▶ Задание
Перепишите из фрагмента страницы ниже отрывок, который начинается словами «Разумеется, мы уже» и заканчивается словами «именно - не знаю.».

▶ Фрагмент страницы
- Давайте, - и я передала в окошечко мои свертки и пакеты, довольная собой, что правильно распорядилась - принесла передачу, ни у кого не спрашиваясь. И вдруг маленькая старушечка берет меня за локоть:
- Вахтина арестовали? Когда?
- Прошлой ночью, - отвечаю.
- Я - мама Вали Вартанова, - сказала маленькая старушка, - его тоже арестовали в ту же ночь.
Разумеется, мы уже не могли отстать друг от дружки - вместе пошли вон из окаянного дома. Выяснилось (сверили по времени), что прямо от Вартановых они поехали к нам. Розалия Георгиевна сказала, что они приезжали в черной машине, я этой машины не видела, хоть и выбегала за ними, когда они выходили. Спросили друг друга о некоторых общих знакомых. Но в тот день и Исай Покотиловский, и Володя Третесский были еще на свободе, их арестовали позже, когда именно - не знаю.

▶ Исходные данные
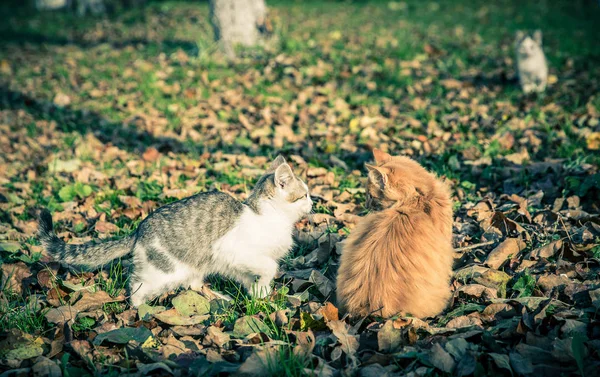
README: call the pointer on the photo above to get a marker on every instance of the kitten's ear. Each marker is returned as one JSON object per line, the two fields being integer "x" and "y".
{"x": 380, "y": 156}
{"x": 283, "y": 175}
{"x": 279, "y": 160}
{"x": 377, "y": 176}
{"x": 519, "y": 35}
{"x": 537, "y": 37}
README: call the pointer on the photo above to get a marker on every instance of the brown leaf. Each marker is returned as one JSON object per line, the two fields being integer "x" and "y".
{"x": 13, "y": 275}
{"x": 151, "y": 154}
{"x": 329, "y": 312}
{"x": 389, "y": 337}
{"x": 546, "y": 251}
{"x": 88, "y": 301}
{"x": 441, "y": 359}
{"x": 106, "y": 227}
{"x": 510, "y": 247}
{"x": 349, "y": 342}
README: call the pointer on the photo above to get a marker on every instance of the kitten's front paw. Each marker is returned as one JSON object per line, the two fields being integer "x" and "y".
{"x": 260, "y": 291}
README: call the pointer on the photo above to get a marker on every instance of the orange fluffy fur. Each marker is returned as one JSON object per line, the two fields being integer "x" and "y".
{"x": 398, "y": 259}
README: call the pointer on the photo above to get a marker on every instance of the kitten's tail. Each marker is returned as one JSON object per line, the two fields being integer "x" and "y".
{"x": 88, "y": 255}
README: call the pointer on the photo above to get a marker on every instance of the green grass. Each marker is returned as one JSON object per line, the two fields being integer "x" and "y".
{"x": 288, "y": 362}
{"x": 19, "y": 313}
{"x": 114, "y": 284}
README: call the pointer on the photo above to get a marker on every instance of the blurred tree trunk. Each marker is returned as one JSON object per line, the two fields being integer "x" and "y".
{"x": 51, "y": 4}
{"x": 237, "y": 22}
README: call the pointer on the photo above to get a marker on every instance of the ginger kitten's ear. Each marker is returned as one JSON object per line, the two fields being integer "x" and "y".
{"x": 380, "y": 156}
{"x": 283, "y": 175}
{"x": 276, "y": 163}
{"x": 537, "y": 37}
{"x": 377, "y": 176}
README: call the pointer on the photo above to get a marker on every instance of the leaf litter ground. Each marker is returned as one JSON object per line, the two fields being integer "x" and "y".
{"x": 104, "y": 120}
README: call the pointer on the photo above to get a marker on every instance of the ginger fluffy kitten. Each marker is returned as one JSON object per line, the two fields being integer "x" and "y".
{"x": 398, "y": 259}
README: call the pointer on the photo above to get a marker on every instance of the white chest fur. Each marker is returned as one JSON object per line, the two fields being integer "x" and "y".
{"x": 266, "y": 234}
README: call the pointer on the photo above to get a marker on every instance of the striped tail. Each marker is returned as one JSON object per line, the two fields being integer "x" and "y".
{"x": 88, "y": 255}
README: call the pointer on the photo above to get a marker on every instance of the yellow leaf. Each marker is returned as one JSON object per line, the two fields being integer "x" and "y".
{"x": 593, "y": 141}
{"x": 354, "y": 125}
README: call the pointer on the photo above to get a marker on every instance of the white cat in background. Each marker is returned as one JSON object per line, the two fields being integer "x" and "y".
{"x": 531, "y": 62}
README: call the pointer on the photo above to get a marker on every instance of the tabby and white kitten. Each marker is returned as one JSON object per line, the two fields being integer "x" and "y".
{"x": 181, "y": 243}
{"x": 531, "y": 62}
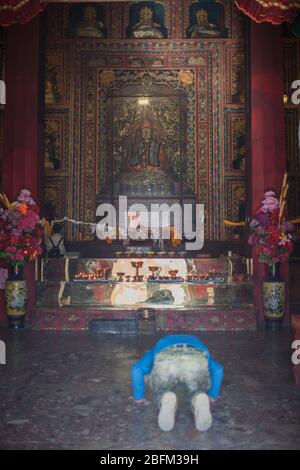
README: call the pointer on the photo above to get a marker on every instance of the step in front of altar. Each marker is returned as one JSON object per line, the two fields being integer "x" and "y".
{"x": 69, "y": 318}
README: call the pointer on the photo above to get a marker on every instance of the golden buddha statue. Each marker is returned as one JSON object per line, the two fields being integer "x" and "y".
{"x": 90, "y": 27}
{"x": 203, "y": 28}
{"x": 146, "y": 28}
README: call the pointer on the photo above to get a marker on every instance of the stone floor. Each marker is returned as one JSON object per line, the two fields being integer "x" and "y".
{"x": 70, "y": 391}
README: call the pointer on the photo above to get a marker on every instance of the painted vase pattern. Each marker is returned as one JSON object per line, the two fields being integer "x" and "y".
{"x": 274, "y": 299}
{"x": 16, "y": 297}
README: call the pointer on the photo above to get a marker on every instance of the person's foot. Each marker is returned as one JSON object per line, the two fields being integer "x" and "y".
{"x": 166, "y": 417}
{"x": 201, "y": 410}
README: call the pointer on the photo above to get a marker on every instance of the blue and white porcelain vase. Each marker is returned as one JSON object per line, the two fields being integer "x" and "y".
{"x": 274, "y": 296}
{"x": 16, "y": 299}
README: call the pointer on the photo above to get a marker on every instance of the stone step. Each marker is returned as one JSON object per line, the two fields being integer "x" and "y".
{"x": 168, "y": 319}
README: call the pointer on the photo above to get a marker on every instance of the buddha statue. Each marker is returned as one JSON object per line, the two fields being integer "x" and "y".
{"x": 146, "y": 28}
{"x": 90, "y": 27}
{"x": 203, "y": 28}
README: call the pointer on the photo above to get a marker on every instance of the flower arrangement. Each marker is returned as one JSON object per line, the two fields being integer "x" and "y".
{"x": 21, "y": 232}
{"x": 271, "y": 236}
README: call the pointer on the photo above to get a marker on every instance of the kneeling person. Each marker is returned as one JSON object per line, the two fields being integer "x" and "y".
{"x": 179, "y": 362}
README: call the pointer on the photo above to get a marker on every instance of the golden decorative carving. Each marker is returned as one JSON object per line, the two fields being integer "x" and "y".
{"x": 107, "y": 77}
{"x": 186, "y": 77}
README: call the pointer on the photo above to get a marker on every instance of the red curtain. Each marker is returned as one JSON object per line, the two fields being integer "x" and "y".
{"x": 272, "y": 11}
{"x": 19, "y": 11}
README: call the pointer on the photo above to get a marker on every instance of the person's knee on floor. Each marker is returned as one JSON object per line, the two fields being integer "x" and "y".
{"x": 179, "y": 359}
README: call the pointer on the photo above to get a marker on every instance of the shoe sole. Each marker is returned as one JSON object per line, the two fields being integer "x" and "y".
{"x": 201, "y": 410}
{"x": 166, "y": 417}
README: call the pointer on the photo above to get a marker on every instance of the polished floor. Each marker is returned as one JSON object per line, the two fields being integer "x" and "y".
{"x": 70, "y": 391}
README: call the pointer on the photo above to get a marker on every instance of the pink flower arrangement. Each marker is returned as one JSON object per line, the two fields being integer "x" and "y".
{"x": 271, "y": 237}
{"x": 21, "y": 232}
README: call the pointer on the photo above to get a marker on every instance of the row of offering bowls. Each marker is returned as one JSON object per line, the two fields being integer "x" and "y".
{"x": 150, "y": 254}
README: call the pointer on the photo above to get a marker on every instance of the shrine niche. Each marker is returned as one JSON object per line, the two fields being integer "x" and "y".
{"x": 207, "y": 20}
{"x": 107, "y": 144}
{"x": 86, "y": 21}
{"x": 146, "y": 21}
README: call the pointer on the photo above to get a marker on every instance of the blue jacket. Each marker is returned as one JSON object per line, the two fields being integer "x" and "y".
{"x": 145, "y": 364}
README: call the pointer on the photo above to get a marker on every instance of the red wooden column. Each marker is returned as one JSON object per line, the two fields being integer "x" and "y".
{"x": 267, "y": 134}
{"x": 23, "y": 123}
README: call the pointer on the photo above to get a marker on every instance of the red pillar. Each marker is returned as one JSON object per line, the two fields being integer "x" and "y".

▶ Ответ к заданию
Разумеется, мы уже не могли отстать друг от дружки - вместе пошли вон из окаянного дома. Выяснилось (сверили по времени), что прямо от Вартановых они поехали к нам. Розалия Георгиевна сказала, что они приезжали в черной машине, я этой машины не видела, хоть и выбегала за ними, когда они выходили. Спросили друг друга о некоторых общих знакомых. Но в тот день и Исай Покотиловский, и Володя Третесский были еще на свободе, их арестовали позже, когда именно - не знаю.